===== THE INPUT =====
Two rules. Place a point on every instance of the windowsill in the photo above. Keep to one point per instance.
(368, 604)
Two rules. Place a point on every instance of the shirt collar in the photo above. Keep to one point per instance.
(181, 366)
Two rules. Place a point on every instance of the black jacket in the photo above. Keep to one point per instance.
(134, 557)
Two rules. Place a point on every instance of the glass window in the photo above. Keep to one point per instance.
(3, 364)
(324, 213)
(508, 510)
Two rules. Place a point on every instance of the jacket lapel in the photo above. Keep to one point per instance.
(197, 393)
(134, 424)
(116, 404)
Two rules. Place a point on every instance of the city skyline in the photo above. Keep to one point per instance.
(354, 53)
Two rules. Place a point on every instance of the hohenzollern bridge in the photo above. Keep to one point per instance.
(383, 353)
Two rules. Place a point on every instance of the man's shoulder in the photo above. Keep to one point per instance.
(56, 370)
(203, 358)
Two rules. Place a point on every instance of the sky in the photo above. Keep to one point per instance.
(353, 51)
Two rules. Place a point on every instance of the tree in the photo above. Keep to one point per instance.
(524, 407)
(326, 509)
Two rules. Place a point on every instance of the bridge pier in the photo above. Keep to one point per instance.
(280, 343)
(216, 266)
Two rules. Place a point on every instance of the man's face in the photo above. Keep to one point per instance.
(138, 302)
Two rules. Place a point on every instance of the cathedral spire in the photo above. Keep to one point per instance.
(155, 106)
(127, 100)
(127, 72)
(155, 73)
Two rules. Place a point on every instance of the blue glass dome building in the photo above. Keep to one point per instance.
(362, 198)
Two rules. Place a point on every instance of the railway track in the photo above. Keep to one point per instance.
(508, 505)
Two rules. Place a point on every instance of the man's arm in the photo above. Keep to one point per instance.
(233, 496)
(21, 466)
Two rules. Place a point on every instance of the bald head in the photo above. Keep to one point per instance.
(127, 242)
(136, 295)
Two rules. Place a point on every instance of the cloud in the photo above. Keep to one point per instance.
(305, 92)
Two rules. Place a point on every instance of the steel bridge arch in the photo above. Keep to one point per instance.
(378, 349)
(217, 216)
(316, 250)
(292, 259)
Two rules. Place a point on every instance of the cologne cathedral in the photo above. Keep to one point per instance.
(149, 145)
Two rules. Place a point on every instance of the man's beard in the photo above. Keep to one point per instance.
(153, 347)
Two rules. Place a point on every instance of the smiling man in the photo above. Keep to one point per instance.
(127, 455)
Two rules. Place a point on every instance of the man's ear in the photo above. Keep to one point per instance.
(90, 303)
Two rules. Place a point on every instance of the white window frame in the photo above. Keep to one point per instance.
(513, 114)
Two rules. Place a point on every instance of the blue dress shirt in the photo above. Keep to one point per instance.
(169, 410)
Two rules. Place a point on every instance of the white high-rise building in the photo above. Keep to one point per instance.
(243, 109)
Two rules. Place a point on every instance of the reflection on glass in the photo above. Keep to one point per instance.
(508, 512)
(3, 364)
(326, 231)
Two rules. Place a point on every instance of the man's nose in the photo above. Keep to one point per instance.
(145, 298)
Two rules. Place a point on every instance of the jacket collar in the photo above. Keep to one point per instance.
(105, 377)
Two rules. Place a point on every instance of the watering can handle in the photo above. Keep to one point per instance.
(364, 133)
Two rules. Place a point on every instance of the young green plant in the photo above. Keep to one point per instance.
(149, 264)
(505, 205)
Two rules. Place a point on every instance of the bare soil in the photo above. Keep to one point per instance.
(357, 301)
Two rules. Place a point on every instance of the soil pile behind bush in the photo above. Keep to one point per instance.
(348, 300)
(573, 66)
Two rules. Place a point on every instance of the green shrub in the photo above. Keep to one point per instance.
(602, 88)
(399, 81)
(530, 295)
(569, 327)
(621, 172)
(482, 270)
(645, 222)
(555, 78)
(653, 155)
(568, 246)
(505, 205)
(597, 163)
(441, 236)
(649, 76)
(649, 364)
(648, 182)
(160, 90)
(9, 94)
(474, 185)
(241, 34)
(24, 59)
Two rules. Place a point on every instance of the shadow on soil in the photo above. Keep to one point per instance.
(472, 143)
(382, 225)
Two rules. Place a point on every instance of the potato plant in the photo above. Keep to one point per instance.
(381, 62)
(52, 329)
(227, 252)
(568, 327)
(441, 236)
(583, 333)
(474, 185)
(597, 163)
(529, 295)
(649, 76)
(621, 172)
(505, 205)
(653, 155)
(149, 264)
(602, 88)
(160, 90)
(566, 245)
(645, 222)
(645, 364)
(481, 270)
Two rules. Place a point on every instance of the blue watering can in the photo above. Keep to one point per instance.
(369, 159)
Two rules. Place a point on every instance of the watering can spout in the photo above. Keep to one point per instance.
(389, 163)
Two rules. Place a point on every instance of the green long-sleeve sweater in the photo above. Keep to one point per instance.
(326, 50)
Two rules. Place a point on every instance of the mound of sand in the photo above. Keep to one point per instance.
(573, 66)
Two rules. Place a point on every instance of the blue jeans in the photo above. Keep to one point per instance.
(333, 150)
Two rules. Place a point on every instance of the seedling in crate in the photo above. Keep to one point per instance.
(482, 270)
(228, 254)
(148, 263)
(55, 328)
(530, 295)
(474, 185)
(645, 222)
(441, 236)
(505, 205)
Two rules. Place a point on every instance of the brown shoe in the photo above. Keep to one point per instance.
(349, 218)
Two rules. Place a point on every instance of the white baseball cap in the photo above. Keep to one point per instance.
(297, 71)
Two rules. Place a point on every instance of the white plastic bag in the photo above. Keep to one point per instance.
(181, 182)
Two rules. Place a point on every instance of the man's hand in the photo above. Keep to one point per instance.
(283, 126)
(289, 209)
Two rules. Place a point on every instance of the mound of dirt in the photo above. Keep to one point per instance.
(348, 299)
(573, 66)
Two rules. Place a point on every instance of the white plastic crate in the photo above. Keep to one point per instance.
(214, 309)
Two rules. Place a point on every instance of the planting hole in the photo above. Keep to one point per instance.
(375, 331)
=====
▶ TASK INSTRUCTIONS: Every record must be transcribed exactly, with no line skipped.

▶ SOLUTION FOR THIS PROBLEM:
Two rules. Place a point on every instance of the windowsill in the photo above. Keep to one point per instance.
(368, 604)
Two rules. Place a point on every instance of the shirt collar in the photo above. Keep to one point per instance.
(181, 366)
Two rules. Place a point on every instance of the black jacket in the photo above. Keep to one point per instance.
(134, 557)
Two rules. Place a point on every instance of the glass window in the photo above. Keep to one point per instance.
(3, 364)
(324, 213)
(508, 510)
Two rules. Place a point on every instance of the jacket lapel in the photo above. Keep to one point per instance.
(197, 393)
(134, 424)
(116, 404)
Two rules. Place a point on every instance of the city skyline in the photo above. Keep to one point per instance.
(354, 53)
Two rules. Place a point on every instance of the hohenzollern bridge in the photo above. Keep to one point per instance.
(383, 353)
Two rules. Place a point on every instance of the man's shoulder in the photo above. Keep to one point per instance.
(56, 370)
(203, 358)
Two rules. Place a point on every instance of the sky in the photo above. Keep to one point per instance.
(353, 51)
Two rules. Place a point on every instance of the tree in the photo above. Keep to one point per instance.
(524, 407)
(326, 509)
Two rules. Place a point on every instance of the bridge pier in the photo above. Keep to one point per instance.
(280, 343)
(216, 266)
Two rules. Place a point on every instance of the man's face in the photo above. Keep to one point per instance.
(138, 302)
Two rules. Place a point on every instance of the cathedral spire in the photo above. Keep to one point per instance.
(155, 106)
(127, 100)
(127, 72)
(155, 73)
Two rules. Place a point on every instance of the blue glass dome building in the photo above. Keep to one point per instance.
(362, 198)
Two rules. Place a point on every instance of the railway track in the photo above. Keep to one point per instance.
(508, 505)
Two rules. Place a point on every instance of the man's arm in the photo above. Keep to one point per instance.
(233, 496)
(21, 466)
Two rules. Place a point on every instance of the bald head in the photo above. Keep to one point per instance.
(127, 242)
(136, 295)
Two rules. Place a point on every instance of the cloud in the photo above. Keep to one point per instance.
(305, 92)
Two rules. Place a point on every instance of the steel bridge arch in the photo above. Keep to one point per instance.
(378, 349)
(217, 216)
(316, 250)
(292, 259)
Two rules. Place a point on every instance of the cologne cathedral in the photo above. Keep to one point per instance.
(149, 145)
Two rules. Place a point on every instance of the man's beard in the photo above. Keep to one point per instance.
(153, 347)
Two rules. Place a point on every instance of the smiling man in the photo above. Keep to one point per instance.
(127, 455)
Two rules. Place a point on every instance of the man's ear in the photo above. Keep to one point per instance.
(90, 303)
Two rules. Place a point on every instance of the white window frame in the photo above. Keep to one point per instance.
(513, 114)
Two rules. Place a point on every instance of the blue dress shirt in the photo above. Keep to one point per instance.
(169, 410)
Two rules. Place a point on every instance of the white high-rise building in the photo above. Keep to one point per instance.
(243, 109)
Two rules. Place a point on every instance of the reflection on glass in the photo above. Keep to one point per instance.
(508, 512)
(3, 364)
(326, 231)
Two rules. Place a point on every instance of the man's nose in the photo above. Keep to one point per instance.
(145, 298)
Two rules. Place a point on every instance of the jacket collar in the photo above. Keep to one point per instance.
(105, 377)
Two rules. Place a point on every instance of the watering can handle in the photo above. Keep to one point per instance.
(364, 133)
Two rules. Place a point on every instance of the young green plant in the photo above. Keep to one point per instance.
(149, 264)
(505, 205)
Two rules. Place a point on every instance of the bare soil in the photo above. Keep to one point per instance.
(357, 301)
Two rules. Place a point on every instance of the soil pile behind bush in the photo above. Keep to one point per instance.
(348, 300)
(573, 66)
Two rules. Place a point on every instance of the green shrub in the photo above. Keep to one point per instance.
(602, 88)
(399, 81)
(530, 295)
(569, 327)
(621, 172)
(482, 270)
(645, 222)
(555, 78)
(653, 155)
(568, 246)
(505, 205)
(597, 163)
(441, 236)
(649, 76)
(649, 364)
(648, 182)
(160, 90)
(9, 94)
(474, 185)
(241, 34)
(24, 59)
Two rules. Place a point on every instance of the shadow on soil in the photo above. Keep to one point per instance.
(472, 143)
(382, 225)
Two rules. Place a point on every instance of the potato plant in the photo above. Keep to one point per instance.
(381, 62)
(52, 329)
(227, 252)
(568, 327)
(441, 236)
(583, 333)
(474, 185)
(597, 163)
(529, 295)
(649, 76)
(621, 172)
(505, 205)
(653, 155)
(149, 264)
(602, 88)
(160, 90)
(566, 245)
(645, 222)
(645, 364)
(481, 270)
Two rules. Place a point on every instance of the blue watering can in the photo above. Keep to one point per instance.
(369, 159)
Two rules. Place a point on every instance of the watering can spout in the photo above. Keep to one point per instance.
(389, 163)
Two rules. Place a point on every instance of the green long-sleeve sweater in the photo above. Keep to one point per instance.
(326, 50)
Two rules. Place a point on every instance of the mound of sand in the photo above. Keep to one point per instance.
(573, 66)
Two rules. Place a point on every instance of the blue jeans in the photo above. Keep to one point per instance.
(333, 150)
Two rules. Place a point on every instance of the seedling in crate in the photo above. Keep to one point per instance.
(482, 270)
(228, 254)
(148, 263)
(55, 328)
(530, 295)
(474, 185)
(645, 222)
(441, 236)
(505, 205)
Two rules. Place a point on every instance of the brown shoe in the photo above. Keep to one point per instance.
(349, 218)
Two rules. Place a point on every instance of the white baseball cap in the photo above. Keep to one point per instance.
(297, 71)
Two rules. Place a point on every instance of the white plastic bag in the photo above. Keep to one point per instance.
(181, 182)
Two rules. Place a point on every instance of the man's hand in the photo above. Keep to one point per instance.
(283, 126)
(289, 209)
Two rules. Place a point on every instance of the mound of dirt in the photo above. Keep to one point per instance.
(348, 299)
(573, 66)
Two rules. Place a point on every instance of the white plastic crate in the photo above. Keep to one point per instance.
(214, 309)
Two rules. Place a point on every instance of the planting hole in the photo above. Keep to one point per instance.
(375, 331)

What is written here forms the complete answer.